:: DATA LISTING
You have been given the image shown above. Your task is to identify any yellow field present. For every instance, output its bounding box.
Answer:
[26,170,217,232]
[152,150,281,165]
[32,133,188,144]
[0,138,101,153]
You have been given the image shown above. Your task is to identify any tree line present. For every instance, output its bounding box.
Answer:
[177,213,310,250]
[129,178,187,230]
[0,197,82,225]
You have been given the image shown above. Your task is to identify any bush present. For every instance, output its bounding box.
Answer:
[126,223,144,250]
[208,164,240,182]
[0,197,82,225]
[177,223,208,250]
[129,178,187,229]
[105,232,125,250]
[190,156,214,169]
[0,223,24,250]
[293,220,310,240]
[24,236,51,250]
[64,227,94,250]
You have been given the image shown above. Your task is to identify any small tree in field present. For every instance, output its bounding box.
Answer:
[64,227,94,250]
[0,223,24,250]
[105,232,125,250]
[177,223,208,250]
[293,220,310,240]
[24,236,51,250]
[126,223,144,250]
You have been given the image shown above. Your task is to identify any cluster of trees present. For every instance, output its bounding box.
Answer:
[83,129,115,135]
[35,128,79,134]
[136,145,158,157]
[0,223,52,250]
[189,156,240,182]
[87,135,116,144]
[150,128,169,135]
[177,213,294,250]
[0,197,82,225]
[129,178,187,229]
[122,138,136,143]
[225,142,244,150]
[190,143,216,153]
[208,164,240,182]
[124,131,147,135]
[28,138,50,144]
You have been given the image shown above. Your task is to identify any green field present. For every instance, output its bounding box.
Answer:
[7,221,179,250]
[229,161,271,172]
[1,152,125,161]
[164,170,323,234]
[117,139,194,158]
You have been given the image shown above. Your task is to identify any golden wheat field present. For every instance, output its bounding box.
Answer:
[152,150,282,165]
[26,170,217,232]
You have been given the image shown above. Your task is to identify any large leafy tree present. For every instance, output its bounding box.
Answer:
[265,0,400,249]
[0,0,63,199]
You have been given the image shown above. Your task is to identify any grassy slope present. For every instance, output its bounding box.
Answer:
::::
- **WHAT TO DO**: Please extract every line of the listing above and reproduce each one unchanged.

- **SOLUTION TO THIS EXERCISE**:
You have been given the image shown above. Your task is to identify any yellow field present. For every instance, output its bounding box.
Answer:
[26,170,217,232]
[152,150,281,165]
[32,133,188,144]
[0,138,101,153]
You have been given the image shown above. Your task is to identify any tree line present. For every instance, output its bounding box.
Answer:
[177,213,310,250]
[129,178,187,230]
[0,197,82,225]
You have been given the image shown above. Your task is to identify any bush present. For every instance, output its bounding box.
Answer:
[126,223,144,250]
[208,164,240,182]
[0,197,82,225]
[177,223,208,250]
[129,178,187,229]
[105,232,125,250]
[190,156,214,169]
[0,223,24,250]
[293,220,310,240]
[24,236,51,250]
[64,227,94,250]
You have been given the image shown above. Your task is to identify any small tree in field present. For every instance, output its bounding box.
Answer:
[64,227,94,250]
[0,223,24,250]
[105,232,125,250]
[177,223,208,250]
[293,220,310,240]
[24,236,51,250]
[126,223,144,250]
You have been given the image shown above. Your task is to identify any cluster of trees present. For every instance, output its bounding box.
Answer:
[83,129,115,135]
[35,128,79,134]
[136,145,158,157]
[0,223,52,250]
[189,156,240,182]
[87,135,116,144]
[150,128,169,135]
[177,213,294,250]
[0,197,82,225]
[129,178,187,229]
[122,138,136,143]
[225,142,244,150]
[190,143,216,153]
[208,164,240,182]
[124,131,147,135]
[28,138,50,144]
You have been given the image shown above. Your task is to identify any green field present. For every instance, output its bounding box.
Answer:
[7,221,179,250]
[229,161,271,172]
[1,152,125,161]
[164,170,323,234]
[117,139,194,158]
You have been given the image shown above. Your task is to identify any golden wheat field present. For every instance, output its bounding box.
Answer:
[152,150,282,165]
[26,170,217,232]
You have been given the image shown above. Your task is to identify any large leafy tree present. For every instance, output its bounding box.
Answer:
[265,0,400,249]
[0,0,63,199]
You have been given the image shown above. Your task is to identify any grassy slope present. For every instance, output its bounding box.
Answer:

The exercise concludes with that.